Annotated coordinate records:
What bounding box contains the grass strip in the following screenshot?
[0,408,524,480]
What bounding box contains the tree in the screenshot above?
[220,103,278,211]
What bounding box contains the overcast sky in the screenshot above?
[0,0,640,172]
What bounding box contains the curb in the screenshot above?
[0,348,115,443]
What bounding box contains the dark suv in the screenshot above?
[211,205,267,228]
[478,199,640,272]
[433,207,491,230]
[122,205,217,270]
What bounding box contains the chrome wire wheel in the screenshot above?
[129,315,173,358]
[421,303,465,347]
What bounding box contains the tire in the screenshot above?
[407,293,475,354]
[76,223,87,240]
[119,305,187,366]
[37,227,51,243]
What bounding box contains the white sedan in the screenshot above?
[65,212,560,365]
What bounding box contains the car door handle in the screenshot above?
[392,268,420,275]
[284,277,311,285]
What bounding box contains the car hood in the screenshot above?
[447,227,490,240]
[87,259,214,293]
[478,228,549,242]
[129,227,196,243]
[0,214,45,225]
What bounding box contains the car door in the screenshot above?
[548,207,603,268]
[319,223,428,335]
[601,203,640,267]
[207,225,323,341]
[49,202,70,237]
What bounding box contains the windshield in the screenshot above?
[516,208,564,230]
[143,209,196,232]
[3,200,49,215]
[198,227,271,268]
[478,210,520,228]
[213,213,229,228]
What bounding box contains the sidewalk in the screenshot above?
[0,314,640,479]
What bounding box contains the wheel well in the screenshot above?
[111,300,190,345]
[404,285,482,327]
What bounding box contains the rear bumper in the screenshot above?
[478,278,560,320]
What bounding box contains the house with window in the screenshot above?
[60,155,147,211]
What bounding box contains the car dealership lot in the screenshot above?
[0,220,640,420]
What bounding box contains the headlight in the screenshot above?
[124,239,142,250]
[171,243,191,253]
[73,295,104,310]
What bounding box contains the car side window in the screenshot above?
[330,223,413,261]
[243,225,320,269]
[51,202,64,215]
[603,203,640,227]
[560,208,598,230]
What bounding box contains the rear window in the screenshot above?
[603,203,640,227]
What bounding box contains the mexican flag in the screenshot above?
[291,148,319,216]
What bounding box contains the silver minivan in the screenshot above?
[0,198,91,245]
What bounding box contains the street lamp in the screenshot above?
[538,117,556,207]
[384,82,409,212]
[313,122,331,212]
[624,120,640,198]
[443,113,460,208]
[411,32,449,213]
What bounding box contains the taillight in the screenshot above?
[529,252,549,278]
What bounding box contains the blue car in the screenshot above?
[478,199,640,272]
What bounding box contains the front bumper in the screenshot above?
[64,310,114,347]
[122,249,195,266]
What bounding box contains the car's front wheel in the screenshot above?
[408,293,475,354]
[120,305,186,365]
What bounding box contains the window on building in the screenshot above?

◆ **Requirement**: Rewrite the listing above from the line with "What bounding box contains the tire" through the line with "[478,278,560,320]", including both of those lines and keeping every request line unchanged. In each bounding box, multiply every coordinate by 0.95 and round it to a whole number, with halves rounded up.

◆ **Final result**:
What bounding box contains the tire in the screenshot above?
[387,278,451,336]
[72,212,83,228]
[113,290,178,348]
[35,216,48,231]
What bounding box contains the white sedan in the screenshot above?
[62,201,532,347]
What bounding box contains the car door handle in the screenshot above?
[372,255,399,261]
[270,263,295,271]
What bounding box contains the car hood in the screenshot above?
[425,216,466,228]
[83,246,203,278]
[454,217,522,230]
[123,216,186,231]
[0,203,43,214]
What bounding box contains the car door in the screenshot above?
[521,197,573,255]
[303,212,407,318]
[571,193,608,254]
[197,214,307,324]
[47,192,67,225]
What bounding box contains the windshield in the screenshot above?
[490,198,536,219]
[136,199,186,220]
[3,190,47,204]
[188,216,257,255]
[454,200,494,217]
[202,202,218,217]
What bounding box contains the sidewalk in the screenshot above?
[0,298,608,455]
What bounding box contains the wheel well in the screenshot above?
[105,285,181,328]
[384,271,458,311]
What bounding box contains the rear bumper in the screenshot above?
[454,264,532,304]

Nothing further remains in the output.